═════ Source excerpt ═════
Security Data Science: Threat Hunting from Sysmon Logs based on Zipf’s Law

Anomaly detection engineering based on power law distribution in enterprise security telemetry

Published in

TDS Archive

9 min readAug 28, 2022

Cover photo from Unsplash resembling Zipf’s law curve.

This article will focus on the “data-centric security” paradigm — utilization of statistical knowledge for cyber-security needs. This threat-hunting approach produces the same results regardless of deployment and environmental characteristics. We will define baseline activity based on the statistical pattern of Zipf’s law (more generally known as “power law”), using the built-in functionality of many tools like Elasticsearch or Splunk, and evaluate out-of-baseline elements. Additionally, we share an end-to-end anomaly-based detection implementation in Python to analyze Sysmon ID 1 process creation events, with threat intelligence-powered analysis of out-of-baseline executable hashes.

Preface

Cybersecurity at the current state of conceptual ideas, in essence, seems to be unsolvable. Over the last decades, we have just seen a never-ending cat & mouse game between offensive and defensive techniques. Today, the security problem is essentially a risk minimization task, and a generally successful approach across the industry is avoidance to be amongst the lowest-hanging fruits.

However, even Top Tier organizations have their challenges. For example, in recent Lapsus$ activity, a threat actor with minimal experience and mediocre resources could access sensitive parts of infrastructures like Microsoft, NVIDIA, Okta, and counting. Such cases reveal gray areas in conventional security operations, like insider threats or weakness against MFA bypasses.

A supposedly efficient approach, apropos enlightened by Dave, is to focus on baseline activity, treating out-of-baseline (OOB) actions to be with investigation potential:

The emphasis: “(..) understanding baseline behavior is critical”.

Another term used to describe OOB elements is “anomaly.” Generally, when discussing anomalies, security practitioners focus on machine learning (ML) solutions. However, most ML hype is artificially pumped for marketing needs. Indeed, ML has a huge unreleased potential in the cybersecurity domain, with a significant need for applied research. Yet, we would like to emphasize that ML is not paramount, often not needed, and frequently counterproductive.
═════
[Problem to work on]:
Check these three statements against the article on Zipf's law threat hunting above. For each, answer yes or no and quote the words from the article that decide it.
1. The threat-hunting approach gives the same results whatever the deployment and environment.
2. The article holds that machine learning is required for detecting anomalies.
3. The Python implementation examines Sysmon ID 1 process creation events.
═════ Records ═════
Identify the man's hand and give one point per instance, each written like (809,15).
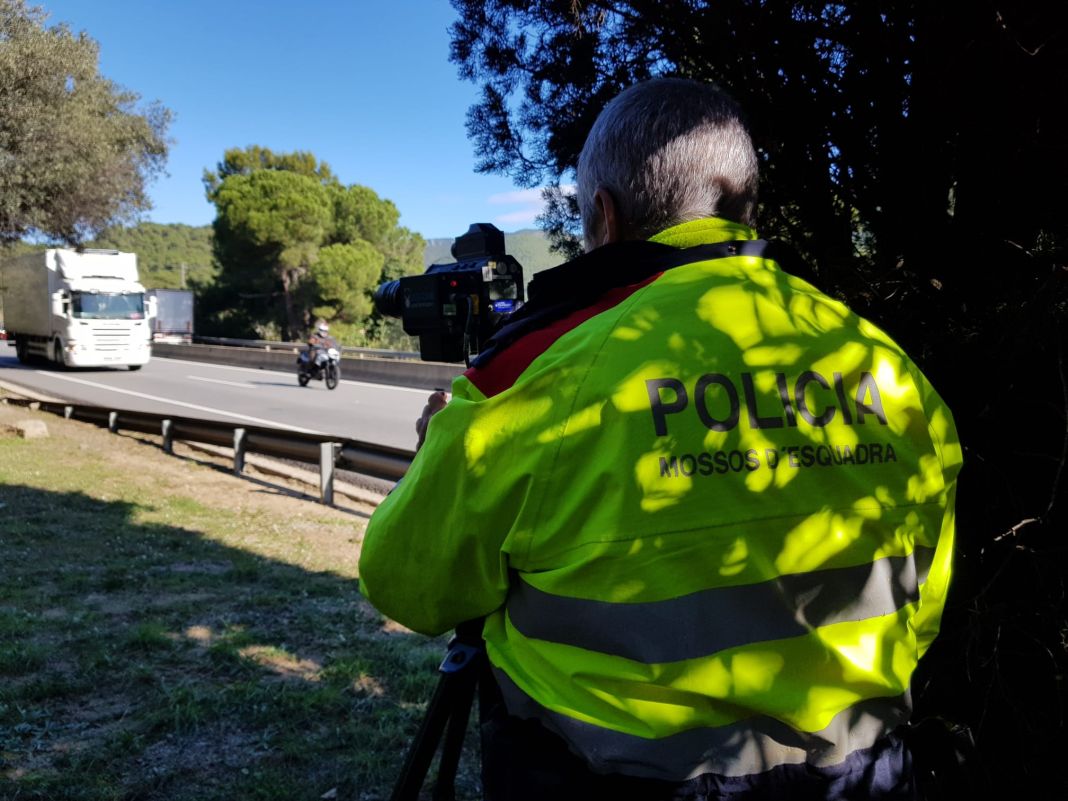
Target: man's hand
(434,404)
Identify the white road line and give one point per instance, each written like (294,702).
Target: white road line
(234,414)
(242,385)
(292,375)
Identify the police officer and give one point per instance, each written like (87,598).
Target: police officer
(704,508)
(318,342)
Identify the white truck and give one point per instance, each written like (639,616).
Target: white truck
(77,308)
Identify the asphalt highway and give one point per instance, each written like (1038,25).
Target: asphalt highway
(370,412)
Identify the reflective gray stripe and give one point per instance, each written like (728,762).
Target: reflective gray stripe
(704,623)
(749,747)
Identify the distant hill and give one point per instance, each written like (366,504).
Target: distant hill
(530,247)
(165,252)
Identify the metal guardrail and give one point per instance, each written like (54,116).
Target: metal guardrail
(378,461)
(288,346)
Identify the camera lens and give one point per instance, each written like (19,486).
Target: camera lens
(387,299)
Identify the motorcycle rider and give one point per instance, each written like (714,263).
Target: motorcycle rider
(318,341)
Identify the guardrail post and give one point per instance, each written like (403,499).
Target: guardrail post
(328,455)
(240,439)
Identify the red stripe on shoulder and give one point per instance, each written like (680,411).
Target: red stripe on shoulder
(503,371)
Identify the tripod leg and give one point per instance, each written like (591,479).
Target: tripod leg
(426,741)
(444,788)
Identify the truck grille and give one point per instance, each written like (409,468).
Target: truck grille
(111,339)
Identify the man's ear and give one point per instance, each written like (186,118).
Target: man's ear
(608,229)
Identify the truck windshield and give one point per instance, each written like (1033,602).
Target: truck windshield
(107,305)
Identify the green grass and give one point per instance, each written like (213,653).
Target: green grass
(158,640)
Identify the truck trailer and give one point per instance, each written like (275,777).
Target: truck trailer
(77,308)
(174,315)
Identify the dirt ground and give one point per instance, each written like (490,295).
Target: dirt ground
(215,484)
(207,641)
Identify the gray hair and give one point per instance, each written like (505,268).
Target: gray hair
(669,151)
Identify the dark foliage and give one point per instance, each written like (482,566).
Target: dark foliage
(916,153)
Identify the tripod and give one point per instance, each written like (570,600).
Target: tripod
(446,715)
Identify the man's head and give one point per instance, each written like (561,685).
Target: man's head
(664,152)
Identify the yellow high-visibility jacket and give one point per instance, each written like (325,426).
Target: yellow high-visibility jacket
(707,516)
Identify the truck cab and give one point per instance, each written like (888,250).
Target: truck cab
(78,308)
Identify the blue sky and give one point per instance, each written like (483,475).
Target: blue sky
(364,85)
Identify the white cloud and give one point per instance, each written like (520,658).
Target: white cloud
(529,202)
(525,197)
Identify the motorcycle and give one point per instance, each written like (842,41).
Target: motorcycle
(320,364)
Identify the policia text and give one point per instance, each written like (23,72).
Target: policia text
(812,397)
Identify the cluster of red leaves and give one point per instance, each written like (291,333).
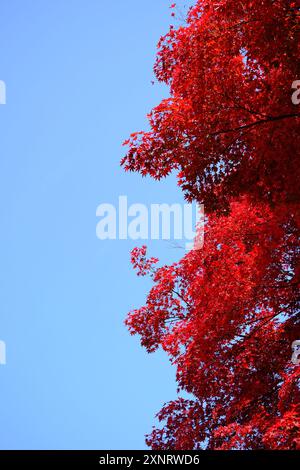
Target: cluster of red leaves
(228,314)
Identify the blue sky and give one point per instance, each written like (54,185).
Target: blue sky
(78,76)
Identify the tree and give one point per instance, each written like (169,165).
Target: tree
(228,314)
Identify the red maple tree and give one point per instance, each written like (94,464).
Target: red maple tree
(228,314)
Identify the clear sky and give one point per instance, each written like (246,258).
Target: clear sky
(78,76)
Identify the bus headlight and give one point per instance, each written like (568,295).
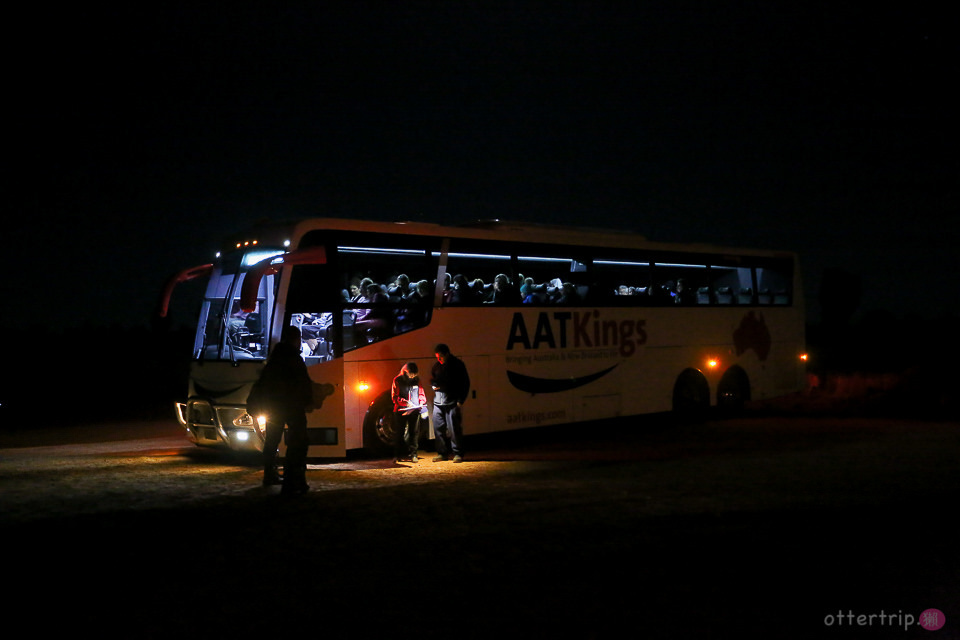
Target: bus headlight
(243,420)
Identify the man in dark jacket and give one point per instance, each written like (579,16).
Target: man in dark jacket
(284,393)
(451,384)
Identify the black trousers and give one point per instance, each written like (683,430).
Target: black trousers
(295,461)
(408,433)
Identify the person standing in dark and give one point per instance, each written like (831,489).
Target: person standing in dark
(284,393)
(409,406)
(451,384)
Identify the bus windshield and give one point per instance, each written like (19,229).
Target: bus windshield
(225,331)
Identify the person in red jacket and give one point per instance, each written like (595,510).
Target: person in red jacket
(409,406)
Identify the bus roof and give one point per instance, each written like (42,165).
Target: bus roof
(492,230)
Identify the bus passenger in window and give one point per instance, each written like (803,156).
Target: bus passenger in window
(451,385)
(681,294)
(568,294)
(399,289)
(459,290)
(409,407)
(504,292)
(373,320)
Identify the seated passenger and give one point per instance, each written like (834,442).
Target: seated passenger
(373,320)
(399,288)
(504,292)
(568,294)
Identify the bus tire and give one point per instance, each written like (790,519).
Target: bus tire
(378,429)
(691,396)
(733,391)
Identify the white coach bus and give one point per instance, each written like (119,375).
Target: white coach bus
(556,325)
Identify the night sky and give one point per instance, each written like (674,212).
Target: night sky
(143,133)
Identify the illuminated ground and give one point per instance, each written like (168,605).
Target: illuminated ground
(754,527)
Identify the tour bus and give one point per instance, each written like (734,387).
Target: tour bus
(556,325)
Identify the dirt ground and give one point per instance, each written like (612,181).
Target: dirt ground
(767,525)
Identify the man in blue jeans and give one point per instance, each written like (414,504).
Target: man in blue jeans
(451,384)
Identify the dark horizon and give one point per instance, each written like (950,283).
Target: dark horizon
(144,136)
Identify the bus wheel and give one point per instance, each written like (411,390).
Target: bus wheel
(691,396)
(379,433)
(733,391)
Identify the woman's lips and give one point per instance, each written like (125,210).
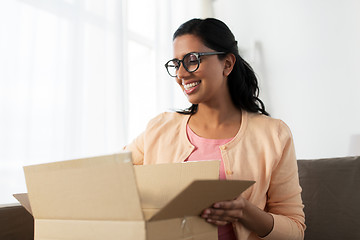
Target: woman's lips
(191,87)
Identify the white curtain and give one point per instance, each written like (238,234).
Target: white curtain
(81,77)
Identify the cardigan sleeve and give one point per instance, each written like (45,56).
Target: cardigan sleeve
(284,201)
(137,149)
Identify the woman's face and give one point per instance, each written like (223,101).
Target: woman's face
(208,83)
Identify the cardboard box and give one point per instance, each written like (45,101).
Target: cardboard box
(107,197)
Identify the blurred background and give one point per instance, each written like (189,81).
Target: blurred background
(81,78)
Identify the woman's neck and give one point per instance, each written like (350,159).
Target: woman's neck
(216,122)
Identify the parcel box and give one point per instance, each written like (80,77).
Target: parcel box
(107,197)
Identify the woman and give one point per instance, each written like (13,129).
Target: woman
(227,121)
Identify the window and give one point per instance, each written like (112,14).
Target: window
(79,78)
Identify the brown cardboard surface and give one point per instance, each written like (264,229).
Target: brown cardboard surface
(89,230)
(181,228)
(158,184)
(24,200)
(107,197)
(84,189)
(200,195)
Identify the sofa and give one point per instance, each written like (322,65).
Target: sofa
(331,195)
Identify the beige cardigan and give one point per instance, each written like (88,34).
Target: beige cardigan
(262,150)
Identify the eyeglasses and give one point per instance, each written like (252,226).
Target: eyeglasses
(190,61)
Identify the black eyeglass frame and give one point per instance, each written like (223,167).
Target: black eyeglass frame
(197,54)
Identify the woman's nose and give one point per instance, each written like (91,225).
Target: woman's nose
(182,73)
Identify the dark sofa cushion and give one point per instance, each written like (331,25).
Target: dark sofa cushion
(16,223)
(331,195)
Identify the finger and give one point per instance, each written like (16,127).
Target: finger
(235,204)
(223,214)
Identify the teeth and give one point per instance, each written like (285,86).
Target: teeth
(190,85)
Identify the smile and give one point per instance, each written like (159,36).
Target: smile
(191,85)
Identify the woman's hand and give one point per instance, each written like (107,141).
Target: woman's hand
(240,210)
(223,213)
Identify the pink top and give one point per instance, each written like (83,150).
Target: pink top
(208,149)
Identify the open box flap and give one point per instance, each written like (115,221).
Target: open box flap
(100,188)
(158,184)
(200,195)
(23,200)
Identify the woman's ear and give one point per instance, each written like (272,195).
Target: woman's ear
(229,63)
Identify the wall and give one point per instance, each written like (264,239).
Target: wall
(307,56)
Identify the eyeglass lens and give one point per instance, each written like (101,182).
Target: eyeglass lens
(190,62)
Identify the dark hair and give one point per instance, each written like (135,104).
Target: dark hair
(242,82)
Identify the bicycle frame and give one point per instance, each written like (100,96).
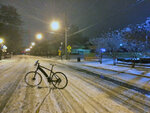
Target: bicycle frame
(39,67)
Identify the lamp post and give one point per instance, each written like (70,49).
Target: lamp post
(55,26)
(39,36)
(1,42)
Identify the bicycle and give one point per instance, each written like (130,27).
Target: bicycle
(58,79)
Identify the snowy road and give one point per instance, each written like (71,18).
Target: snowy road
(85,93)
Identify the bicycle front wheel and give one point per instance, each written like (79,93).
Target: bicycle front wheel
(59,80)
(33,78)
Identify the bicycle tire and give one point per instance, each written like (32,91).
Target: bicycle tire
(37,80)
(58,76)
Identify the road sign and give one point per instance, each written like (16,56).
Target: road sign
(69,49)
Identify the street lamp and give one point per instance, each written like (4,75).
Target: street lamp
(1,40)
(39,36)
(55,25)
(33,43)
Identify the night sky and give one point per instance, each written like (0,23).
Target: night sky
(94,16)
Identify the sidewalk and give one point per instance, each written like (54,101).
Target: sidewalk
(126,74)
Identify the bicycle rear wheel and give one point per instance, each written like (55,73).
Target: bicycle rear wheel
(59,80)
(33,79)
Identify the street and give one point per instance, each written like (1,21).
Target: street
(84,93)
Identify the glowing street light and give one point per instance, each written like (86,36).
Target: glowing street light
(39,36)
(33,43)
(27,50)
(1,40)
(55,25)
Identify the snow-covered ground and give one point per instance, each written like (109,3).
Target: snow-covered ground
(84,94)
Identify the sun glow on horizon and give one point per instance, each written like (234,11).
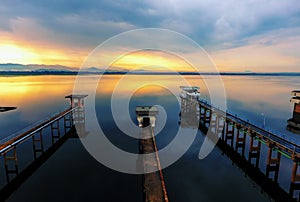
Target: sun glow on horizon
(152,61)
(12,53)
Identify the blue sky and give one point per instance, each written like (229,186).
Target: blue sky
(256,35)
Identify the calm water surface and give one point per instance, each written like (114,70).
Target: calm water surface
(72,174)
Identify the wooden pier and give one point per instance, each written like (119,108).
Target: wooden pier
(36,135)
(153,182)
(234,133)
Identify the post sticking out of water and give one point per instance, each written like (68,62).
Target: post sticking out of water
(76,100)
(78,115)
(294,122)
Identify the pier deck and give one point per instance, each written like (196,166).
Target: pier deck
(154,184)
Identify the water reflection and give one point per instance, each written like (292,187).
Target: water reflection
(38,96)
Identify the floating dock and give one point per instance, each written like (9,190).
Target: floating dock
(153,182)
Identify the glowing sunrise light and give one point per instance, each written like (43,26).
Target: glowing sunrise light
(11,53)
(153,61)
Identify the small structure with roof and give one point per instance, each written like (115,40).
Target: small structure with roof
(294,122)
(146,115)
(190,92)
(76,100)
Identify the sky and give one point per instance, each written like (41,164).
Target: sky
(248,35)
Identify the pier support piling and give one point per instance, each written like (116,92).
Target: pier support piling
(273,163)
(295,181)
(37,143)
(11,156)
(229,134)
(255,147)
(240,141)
═════
[Task result]:
1. Yes: "This threat-hunting approach produces the same results regardless of deployment and environmental characteristics."
2. No: "ML is not paramount, often not needed, and frequently counterproductive."
3. Yes: "an end-to-end anomaly-based detection implementation in Python to analyze Sysmon ID 1 process creation events"